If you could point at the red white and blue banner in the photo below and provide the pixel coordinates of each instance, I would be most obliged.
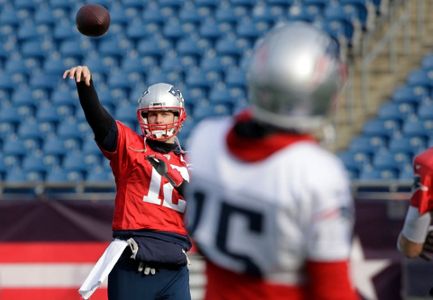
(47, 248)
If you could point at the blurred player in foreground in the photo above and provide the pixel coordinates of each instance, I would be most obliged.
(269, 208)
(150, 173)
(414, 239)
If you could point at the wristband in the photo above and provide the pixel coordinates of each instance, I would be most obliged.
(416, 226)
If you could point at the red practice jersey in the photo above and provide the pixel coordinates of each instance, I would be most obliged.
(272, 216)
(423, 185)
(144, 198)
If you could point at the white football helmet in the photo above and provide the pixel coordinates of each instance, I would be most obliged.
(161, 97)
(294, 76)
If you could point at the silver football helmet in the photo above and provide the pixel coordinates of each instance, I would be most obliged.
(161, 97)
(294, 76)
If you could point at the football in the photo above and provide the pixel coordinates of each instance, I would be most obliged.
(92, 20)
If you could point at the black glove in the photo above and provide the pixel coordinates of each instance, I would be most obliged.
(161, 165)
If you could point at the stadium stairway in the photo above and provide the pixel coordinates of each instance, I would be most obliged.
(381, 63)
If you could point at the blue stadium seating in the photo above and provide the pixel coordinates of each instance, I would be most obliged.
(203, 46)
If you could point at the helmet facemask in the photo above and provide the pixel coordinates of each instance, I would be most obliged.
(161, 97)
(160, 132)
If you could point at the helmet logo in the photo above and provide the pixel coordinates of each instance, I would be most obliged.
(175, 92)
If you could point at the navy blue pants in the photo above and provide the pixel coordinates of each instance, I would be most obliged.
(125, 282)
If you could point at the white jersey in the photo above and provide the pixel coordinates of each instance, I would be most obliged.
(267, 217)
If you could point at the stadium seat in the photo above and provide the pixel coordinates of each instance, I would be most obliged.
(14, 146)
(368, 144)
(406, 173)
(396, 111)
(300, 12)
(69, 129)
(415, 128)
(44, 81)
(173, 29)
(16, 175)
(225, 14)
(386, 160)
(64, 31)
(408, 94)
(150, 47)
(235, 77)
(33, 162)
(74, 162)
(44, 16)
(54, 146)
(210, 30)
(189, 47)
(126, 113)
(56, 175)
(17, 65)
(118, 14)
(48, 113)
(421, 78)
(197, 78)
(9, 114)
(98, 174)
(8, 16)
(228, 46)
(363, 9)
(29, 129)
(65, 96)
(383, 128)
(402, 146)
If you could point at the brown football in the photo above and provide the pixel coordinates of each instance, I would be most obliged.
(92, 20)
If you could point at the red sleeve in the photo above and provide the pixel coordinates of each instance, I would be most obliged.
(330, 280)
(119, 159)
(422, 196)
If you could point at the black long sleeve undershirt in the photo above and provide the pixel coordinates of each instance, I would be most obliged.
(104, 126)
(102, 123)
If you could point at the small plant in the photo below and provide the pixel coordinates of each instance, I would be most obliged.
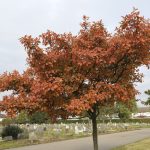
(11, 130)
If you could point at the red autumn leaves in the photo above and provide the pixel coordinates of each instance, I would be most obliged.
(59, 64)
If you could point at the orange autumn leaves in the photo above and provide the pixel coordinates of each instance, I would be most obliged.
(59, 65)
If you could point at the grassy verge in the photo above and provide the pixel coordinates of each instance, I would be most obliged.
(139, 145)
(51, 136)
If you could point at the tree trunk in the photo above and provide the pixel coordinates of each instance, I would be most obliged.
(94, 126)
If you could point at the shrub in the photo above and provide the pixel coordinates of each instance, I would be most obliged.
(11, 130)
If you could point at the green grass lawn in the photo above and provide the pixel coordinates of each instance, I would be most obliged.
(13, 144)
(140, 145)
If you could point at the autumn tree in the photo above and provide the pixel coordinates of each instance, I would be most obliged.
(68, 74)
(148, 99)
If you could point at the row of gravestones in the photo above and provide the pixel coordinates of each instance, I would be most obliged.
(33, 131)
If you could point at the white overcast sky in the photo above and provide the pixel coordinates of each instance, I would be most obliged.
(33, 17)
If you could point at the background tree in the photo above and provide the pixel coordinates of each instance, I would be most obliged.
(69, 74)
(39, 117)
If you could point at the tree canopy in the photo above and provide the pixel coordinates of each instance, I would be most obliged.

▶ _What is being asked_
Can you recast all the material above as a Markdown table with the columns Row and Line, giving each line its own numbered row? Skip blank lines and leave the pictures out.

▶ _Full solution_
| Row | Line |
|---|---|
| 1 | If you could point at the red white and blue banner in the photo below and provide the pixel coordinates of each instance, I would be most obliged. |
| 2 | (47, 248) |
| 3 | If you could point at the blurred player in foreground in the photo above and provide the pixel coordinates of each instance, I would be most obliged. |
| 4 | (269, 208) |
| 5 | (150, 173) |
| 6 | (414, 239) |
| 7 | If you could point at the wristband in the photo above and provide the pixel coordinates of each instance, I would be most obliged. |
| 8 | (416, 226) |
| 9 | If you could point at the red practice jersey in the photo above and provide the pixel coordinates of each instance, I would be most obliged. |
| 10 | (272, 216) |
| 11 | (423, 185) |
| 12 | (144, 198) |
| 13 | If you could point at the white football helmet in the photo above and provide the pixel coordinates of each instance, I would be most obliged. |
| 14 | (161, 97) |
| 15 | (294, 76) |
| 16 | If you could point at the silver football helmet in the photo above and provide the pixel coordinates of each instance, I would be most obliged. |
| 17 | (161, 97) |
| 18 | (294, 76) |
| 19 | If you could point at the football in the photo above and provide the pixel coordinates of each instance, I would be most obliged. |
| 20 | (92, 20) |
| 21 | If you could point at the black glove in the photo above and provide the pixel coordinates of each instance, I would be most obliged. |
| 22 | (161, 165) |
| 23 | If you could point at the stadium stairway in the photo above and provide the pixel coordinates of each instance, I would be most obliged. |
| 24 | (381, 63) |
| 25 | If you could point at the blue stadium seating in the photo above and provide the pixel coordinates of each instance, I would be most obliged. |
| 26 | (203, 46) |
| 27 | If you could point at the helmet facemask in the photo above and provide the pixel coordinates of each instance, I would be most obliged. |
| 28 | (161, 97) |
| 29 | (160, 132) |
| 30 | If you could point at the helmet logo in the photo above and provide the pixel coordinates of each instance, I would be most obliged. |
| 31 | (175, 92) |
| 32 | If you could point at the navy blue pants in the photo above and provide the pixel coordinates of each instance, I would be most obliged. |
| 33 | (125, 282) |
| 34 | If you could point at the white jersey in the photo above and provide the pixel coordinates of each instance, I would be most obliged. |
| 35 | (267, 217) |
| 36 | If you could point at the stadium seat in the photo above and provide the pixel coordinates of each instance, I would be most obliged. |
| 37 | (14, 146) |
| 38 | (368, 144) |
| 39 | (406, 173) |
| 40 | (396, 111) |
| 41 | (300, 12) |
| 42 | (69, 129) |
| 43 | (415, 128) |
| 44 | (44, 81) |
| 45 | (173, 29) |
| 46 | (16, 175) |
| 47 | (225, 14) |
| 48 | (386, 160) |
| 49 | (64, 31) |
| 50 | (408, 94) |
| 51 | (150, 47) |
| 52 | (235, 77) |
| 53 | (33, 162) |
| 54 | (74, 162) |
| 55 | (44, 16) |
| 56 | (54, 146) |
| 57 | (210, 30) |
| 58 | (189, 47) |
| 59 | (126, 113) |
| 60 | (56, 175) |
| 61 | (17, 65) |
| 62 | (118, 14) |
| 63 | (48, 113) |
| 64 | (421, 78) |
| 65 | (197, 78) |
| 66 | (9, 114) |
| 67 | (98, 174) |
| 68 | (8, 16) |
| 69 | (228, 46) |
| 70 | (363, 9) |
| 71 | (29, 129) |
| 72 | (65, 96) |
| 73 | (383, 128) |
| 74 | (402, 146) |
| 75 | If you could point at the brown football in the photo above and provide the pixel coordinates of each instance, I would be most obliged. |
| 76 | (92, 20) |
| 77 | If you could point at the red sleeve in the photo above and provide the pixel coordinates of each instance, I would be most obliged. |
| 78 | (330, 280) |
| 79 | (119, 159) |
| 80 | (422, 196) |
| 81 | If you could point at the black long sleeve undershirt in the photo above and provide the pixel coordinates of each instance, I would be most obliged. |
| 82 | (104, 126) |
| 83 | (102, 123) |
| 84 | If you could point at the small plant in the photo below and provide the pixel coordinates of each instance, I would be most obliged. |
| 85 | (11, 130) |
| 86 | If you could point at the red autumn leaves in the photo above and provide the pixel coordinates of each instance, I would be most obliged. |
| 87 | (59, 64) |
| 88 | If you could point at the orange autumn leaves in the photo above and provide the pixel coordinates of each instance, I would be most obliged. |
| 89 | (59, 65) |
| 90 | If you could point at the grassy verge in the photo above and provide the pixel coordinates of each instance, I would be most obliged. |
| 91 | (139, 145) |
| 92 | (51, 136) |
| 93 | If you could point at the tree trunk in the photo above and provide the pixel coordinates of each instance, I would be most obliged. |
| 94 | (94, 126) |
| 95 | If you could point at the shrub in the photo above and provide the pixel coordinates of each instance, I would be most obliged. |
| 96 | (11, 130) |
| 97 | If you could point at the green grass lawn in the photo above and provide the pixel coordinates of each instance, I would be most obliged. |
| 98 | (13, 144) |
| 99 | (140, 145) |
| 100 | If you could point at the autumn tree in the photo above and provide the pixel coordinates of each instance, I would be most obliged. |
| 101 | (68, 74) |
| 102 | (148, 99) |
| 103 | If you could point at the row of gravestones in the photo above and provide the pixel coordinates of each instance, I would be most obliged. |
| 104 | (33, 131) |
| 105 | If you could point at the white overcast sky in the photo above and provide the pixel coordinates of each instance, I would be most obliged. |
| 106 | (33, 17) |
| 107 | If you could point at the background tree in the photo above and provide the pixel coordinates of each instance, I would be most obliged. |
| 108 | (69, 74) |
| 109 | (39, 117) |
| 110 | If you could point at the tree canopy in the photo above and provide the pixel coordinates of each instance, I would be most obliged. |